Requirement
Repeat the whole of the data, keeping every detail the same.

----- Material shown -----

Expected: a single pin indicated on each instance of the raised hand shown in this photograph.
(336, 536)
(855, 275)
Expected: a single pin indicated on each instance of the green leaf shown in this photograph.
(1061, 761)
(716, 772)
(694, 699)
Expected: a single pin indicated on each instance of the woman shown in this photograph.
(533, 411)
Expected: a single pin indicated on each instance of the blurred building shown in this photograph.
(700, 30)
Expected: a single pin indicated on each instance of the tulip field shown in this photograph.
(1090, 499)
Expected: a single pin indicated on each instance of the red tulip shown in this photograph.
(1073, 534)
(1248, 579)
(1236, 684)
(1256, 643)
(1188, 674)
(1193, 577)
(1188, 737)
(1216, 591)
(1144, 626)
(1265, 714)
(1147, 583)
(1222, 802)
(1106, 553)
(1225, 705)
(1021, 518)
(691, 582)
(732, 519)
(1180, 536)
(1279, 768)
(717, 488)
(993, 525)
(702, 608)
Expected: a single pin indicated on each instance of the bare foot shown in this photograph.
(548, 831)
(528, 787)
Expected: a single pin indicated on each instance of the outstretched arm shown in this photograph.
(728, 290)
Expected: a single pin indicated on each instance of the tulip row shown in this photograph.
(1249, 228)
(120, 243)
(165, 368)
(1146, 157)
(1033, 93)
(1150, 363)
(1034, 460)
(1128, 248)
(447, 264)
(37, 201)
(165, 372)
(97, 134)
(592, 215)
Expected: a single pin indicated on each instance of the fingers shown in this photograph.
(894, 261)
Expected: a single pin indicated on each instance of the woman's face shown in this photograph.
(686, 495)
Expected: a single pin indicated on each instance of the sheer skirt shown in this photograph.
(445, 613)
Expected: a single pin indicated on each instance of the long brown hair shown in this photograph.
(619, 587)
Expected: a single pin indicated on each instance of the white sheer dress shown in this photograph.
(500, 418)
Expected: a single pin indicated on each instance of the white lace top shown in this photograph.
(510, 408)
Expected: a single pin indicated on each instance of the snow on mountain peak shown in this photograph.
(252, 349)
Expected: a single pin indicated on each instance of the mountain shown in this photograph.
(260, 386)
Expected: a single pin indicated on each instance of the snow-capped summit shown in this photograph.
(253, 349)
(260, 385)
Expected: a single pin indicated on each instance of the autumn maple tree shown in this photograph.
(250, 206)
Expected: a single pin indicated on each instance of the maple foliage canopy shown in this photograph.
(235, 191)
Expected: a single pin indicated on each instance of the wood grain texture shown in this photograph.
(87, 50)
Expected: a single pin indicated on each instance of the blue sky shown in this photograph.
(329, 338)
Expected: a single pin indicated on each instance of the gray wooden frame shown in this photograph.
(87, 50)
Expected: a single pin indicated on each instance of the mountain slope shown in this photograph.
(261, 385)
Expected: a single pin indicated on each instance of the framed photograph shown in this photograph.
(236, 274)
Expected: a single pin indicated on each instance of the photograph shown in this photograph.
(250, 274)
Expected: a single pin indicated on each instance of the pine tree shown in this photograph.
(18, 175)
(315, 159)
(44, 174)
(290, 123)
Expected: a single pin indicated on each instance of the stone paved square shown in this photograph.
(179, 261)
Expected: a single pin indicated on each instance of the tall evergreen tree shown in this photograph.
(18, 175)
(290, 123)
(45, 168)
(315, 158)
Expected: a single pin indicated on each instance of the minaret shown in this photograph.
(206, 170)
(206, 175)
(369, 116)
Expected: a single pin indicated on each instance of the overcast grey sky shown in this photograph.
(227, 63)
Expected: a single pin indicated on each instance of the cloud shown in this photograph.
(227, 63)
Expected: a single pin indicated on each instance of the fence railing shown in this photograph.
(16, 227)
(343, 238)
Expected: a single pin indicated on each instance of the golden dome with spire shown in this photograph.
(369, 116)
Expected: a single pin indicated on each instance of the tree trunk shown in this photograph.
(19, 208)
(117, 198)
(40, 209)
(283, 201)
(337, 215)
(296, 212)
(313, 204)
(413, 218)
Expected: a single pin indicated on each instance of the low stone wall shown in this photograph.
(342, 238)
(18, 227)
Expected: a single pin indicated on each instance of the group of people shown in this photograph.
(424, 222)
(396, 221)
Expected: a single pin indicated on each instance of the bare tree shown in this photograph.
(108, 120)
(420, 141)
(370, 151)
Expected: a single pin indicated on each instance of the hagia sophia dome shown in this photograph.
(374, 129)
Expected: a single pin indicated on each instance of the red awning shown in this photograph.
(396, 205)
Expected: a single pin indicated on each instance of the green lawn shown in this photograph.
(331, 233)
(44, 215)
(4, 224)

-----

Correct answer
Expected: a single pin indicated on each instance of the raised hand shown in this photograph.
(336, 536)
(855, 275)
Expected: a single pin indicated on each instance of the green leaf shown in this photograph.
(1061, 761)
(716, 772)
(694, 699)
Expected: a single pin indicated on each instance of the woman shown in this photograph.
(533, 411)
Expected: a single pin indicated on each instance of the blurred building shown in this photograph.
(700, 30)
Expected: a single pin indicated on each instance of the tulip field shown in this photograph.
(1090, 499)
Expected: a single pin indicated on each instance of the red tulip shown in this photograph.
(1073, 534)
(1248, 579)
(1236, 684)
(1256, 643)
(1188, 674)
(1193, 577)
(1188, 737)
(1216, 591)
(1144, 626)
(1265, 714)
(1147, 583)
(1222, 802)
(1106, 553)
(1225, 705)
(1021, 518)
(691, 582)
(732, 519)
(1180, 536)
(1279, 768)
(717, 488)
(993, 525)
(702, 608)
Expected: a single pin indicated on each instance of the bare foot shown in this photograph.
(548, 831)
(528, 787)
Expected: a single pin indicated on each instance of the outstretched arm shown in this photograph.
(728, 290)
Expected: a single pin indicated on each instance of the tulip row shown in this photograph.
(1249, 228)
(120, 243)
(165, 368)
(1146, 157)
(1033, 93)
(1150, 363)
(1034, 460)
(1128, 248)
(447, 264)
(37, 201)
(165, 372)
(97, 134)
(592, 215)
Expected: a single pin indicated on each instance of the fingers shown in this photograph.
(894, 261)
Expected: a single pin indicated on each instance of the woman's face shown in this photograph.
(686, 495)
Expected: a single pin indicated on each instance of the sheer skirt shown in this photograph.
(445, 613)
Expected: a single pin indicated on each instance of the long brown hair shown in this photograph.
(619, 587)
Expected: a single pin indicated on each instance of the white sheer dress shown in this photograph.
(500, 418)
Expected: a single pin indicated on each instance of the white lace top shown in this photograph.
(510, 408)
Expected: a single pin indicated on each instance of the snow on mountain peak shown in this photograph.
(252, 349)
Expected: a single pin indicated on each instance of the mountain shown in this photograph.
(260, 386)
Expected: a single pin indicated on each instance of the snow-capped summit shown in this photograph.
(253, 349)
(260, 385)
Expected: a single pin indicated on each instance of the autumn maple tree shown in this photograph.
(250, 206)
Expected: a single pin indicated on each instance of the maple foliage canopy shown in this photograph.
(235, 191)
Expected: a single pin indicated on each instance of the wood grain texture shown in this photograph.
(87, 50)
Expected: a single pin indicated on each instance of the blue sky shown in this photograph.
(329, 338)
Expected: a single pin indicated on each instance of the gray wooden frame shown in this photograph.
(87, 50)
Expected: a single pin indicated on each instance of the mountain slope shown in this photograph.
(261, 385)
Expected: a single pin indicated on each instance of the framed photograph shown in this photograph.
(236, 274)
Expected: a single pin indicated on each instance of the photograph shown in this photograph.
(250, 274)
Expected: a single pin indicated on each instance of the pine tree shown in this photograph.
(18, 175)
(315, 159)
(44, 174)
(290, 123)
Expected: a single pin indicated on each instance of the stone paved square shown in this photograph.
(179, 261)
Expected: a single pin indicated on each instance of the tall evergreen tree shown in this photograph.
(18, 175)
(290, 123)
(45, 168)
(315, 158)
Expected: a single pin indicated on each instance of the minaret shown in this photograph.
(206, 170)
(206, 175)
(369, 116)
Expected: a single pin indicated on each instance of the overcast grey sky shown in this photograph.
(227, 63)
Expected: a single pin indicated on each instance of the cloud shown in this photograph.
(227, 63)
Expected: a single pin indicated on each instance of the fence railing shown in this photograph.
(16, 227)
(343, 238)
Expected: a single pin indicated on each instance of the golden dome with spire shown in this photograph.
(369, 116)
Expected: a single pin indicated on each instance of the tree trunk shown in this photograph.
(19, 208)
(117, 198)
(40, 209)
(283, 201)
(337, 215)
(296, 212)
(313, 204)
(413, 218)
Expected: a single pin indicated on each instance of the low stone wall shown in this photograph.
(342, 238)
(18, 227)
Expected: a single pin indicated on each instance of the group of people shown in this photograph.
(424, 222)
(396, 221)
Expected: a single pin indicated on each instance of the bare tree shown in this photograph.
(108, 120)
(420, 141)
(370, 151)
Expected: a single pin indicated on each instance of the hagia sophia dome shown in this photograph.
(374, 129)
Expected: a single pin indicated on each instance of the red awning shown in this photograph.
(396, 205)
Expected: a single pin indicated on each instance of the green lawn shown in this photograph.
(331, 233)
(44, 215)
(4, 224)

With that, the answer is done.